**TAREFA 1**. Pode reescrever em forma de lista, mantendo os factos principais, o parágrafo do texto sobre as crianças de Nampula que começa por "Além dessa actividade"?
**TAREFA 2**. Pode reproduzir, do texto sobre as crianças de Nampula, o trecho que começa em "As brincadeiras, confessou" e segue até "todas as necessidades."?

**TEXTO DO DOCUMENTO**.

Duas crianças identificadas pelos nomes de Tino Armando e Saíde Fernando, de sete e 10 anos de idade, respectivamente, residentes no bairro de Carrupeia, arredores de Nampula, abandonaram os estudos para acompanharem, todas as sextas-feiras, o seu avô quando este percorre as ruas a pedir esmola nos estabelecimentos comerciais e mesquitas da urbe. Apesar de não estarem a estudar, devido a dificuldades financeiras, um sonha ser médico e outro técnico no ramo da acção social.
Os pais de Saíde Fernando vivem na zona do Muako Anvela, bairro de Natikiri, algures na cidade de Nampula. O petiz foi obrigado pelos progenitores a abandonar os estudos porque eles não dispunham de condições financeiras para custear as despesas escolares, tendo sido enviado para a casa do seu avô, em Carrupeia, a fim de ajudá-lo na sua locomoção com recurso a uma cadeira de rodas, com a qual circula nas diferentes ruas da urbe, onde pede esmola.
Além dessa actividade, o menor é responsável por todas as tarefas domésticas, pois eles são uma família composta por apenas três pessoas, sendo duas crianças e o referido idoso, que é deficiente físico. A sua rotina diária resume-se no seguinte: acordar cedo, fazer a limpeza, lavar a louça, pilar mandioca ou milho e, depois, confeccionar os alimentos. O pequeno Saíde também tem a dura missão de acarretar água. Trata-se, na verdade, de uma situação por que passam várias mulheres e crianças da sua idade em resultado da crise de acesso ao precioso líquido.
As brincadeiras, confessou o menor, que devia ter com os amigos da sua idade são, simplesmente, uma miragem. Ele desabafou afirmando, ainda, que a sua infância está a esfumar-se, uma vez que se tornou adulto muito cedo. A esmola é a única fonte de sustento da sua família. A principal preocupação é assegurar o pão na mesa e, por vezes, comprar vestuário. Não tem sido fácil garantir alimentação, dado o elevado custo de vida. As deslocações que ele faz com o avô nas artérias da cidade não permitem obter dinheiro suficiente para suprir todas as necessidades.

**DADOS EXTRAÍDOS**.

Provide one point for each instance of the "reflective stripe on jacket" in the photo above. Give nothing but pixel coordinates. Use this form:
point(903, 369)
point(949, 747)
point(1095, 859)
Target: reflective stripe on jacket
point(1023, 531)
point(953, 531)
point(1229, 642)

**A SUA RESOLUÇÃO 1**.
- Além de acompanhar o avô, Saíde é responsável por todas as tarefas domésticas.
- A família tem apenas três pessoas: duas crianças e o avô, que é deficiente físico.
- A rotina diária dele é acordar cedo, fazer a limpeza, lavar a louça, pilar mandioca ou milho e confeccionar os alimentos.
- Também tem de acarretar água. Várias mulheres e crianças da sua idade passam pela mesma situação, por causa da crise de acesso à água.

**A SUA RESOLUÇÃO 2**.
As brincadeiras, confessou o menor, que devia ter com os amigos da sua idade são, simplesmente, uma miragem. Ele desabafou afirmando, ainda, que a sua infância está a esfumar-se, uma vez que se tornou adulto muito cedo. A esmola é a única fonte de sustento da sua família. A principal preocupação é assegurar o pão na mesa e, por vezes, comprar vestuário. Não tem sido fácil garantir alimentação, dado o elevado custo de vida. As deslocações que ele faz com o avô nas artérias da cidade não permitem obter dinheiro suficiente para suprir todas as necessidades.